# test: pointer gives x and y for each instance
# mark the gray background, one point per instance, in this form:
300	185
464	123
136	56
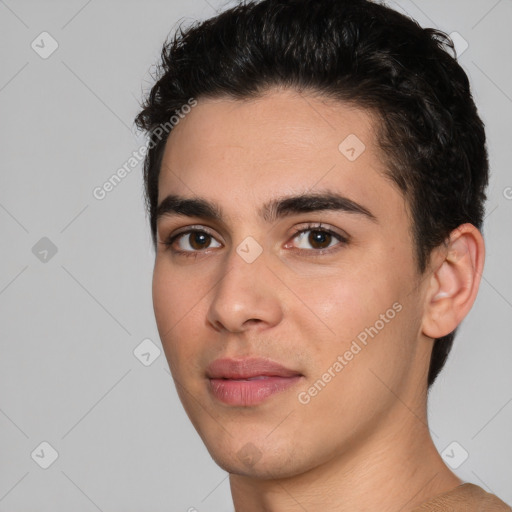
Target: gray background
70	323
==
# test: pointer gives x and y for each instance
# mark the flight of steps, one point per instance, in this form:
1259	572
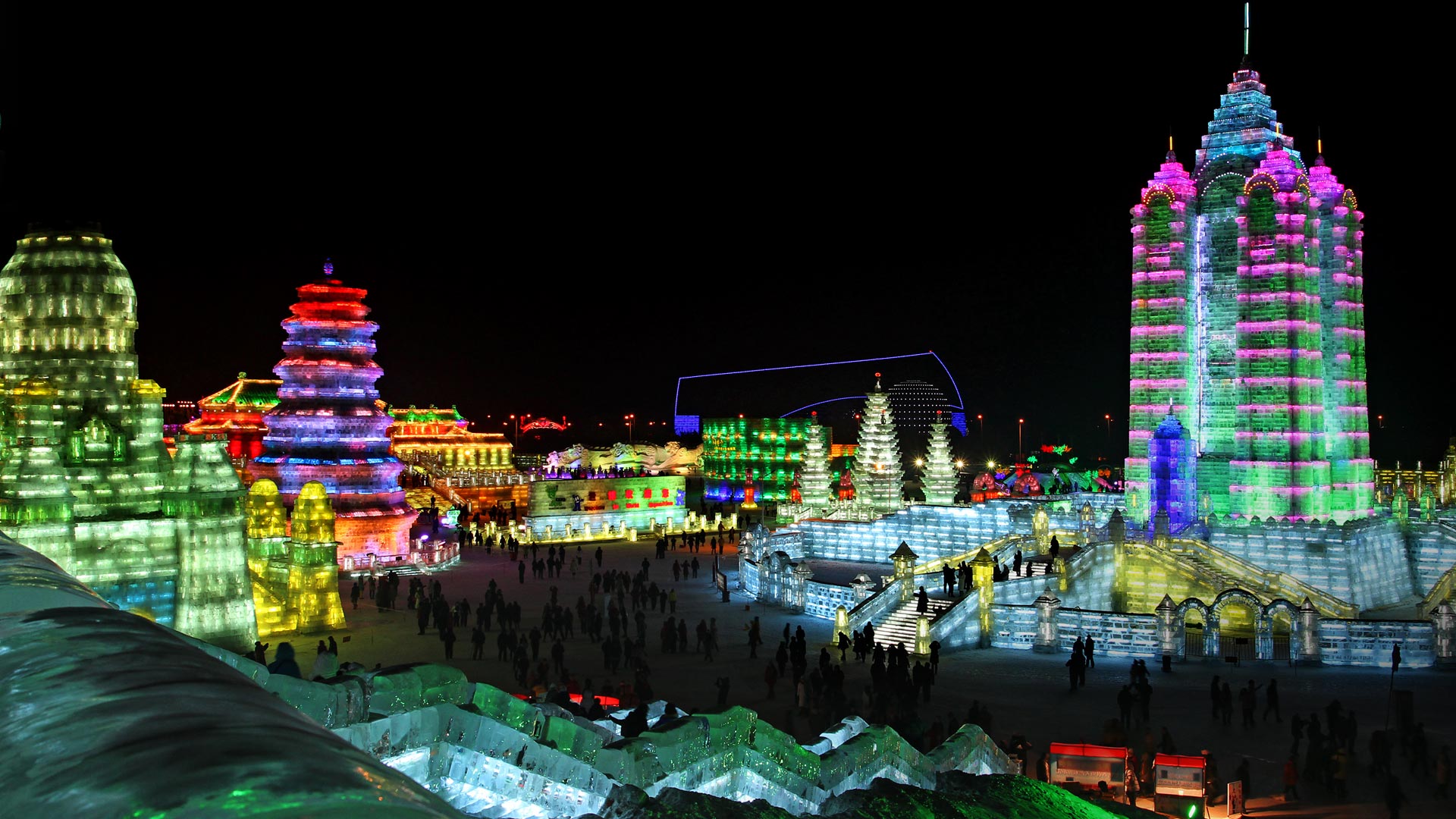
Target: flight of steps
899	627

Instructions for the task – Show every line above in which the word "mark" occurs.

Answer to this problem –
# mark the gray background, one point per instance, in this form:
# mark the flight of steps, one point per instance, in this form:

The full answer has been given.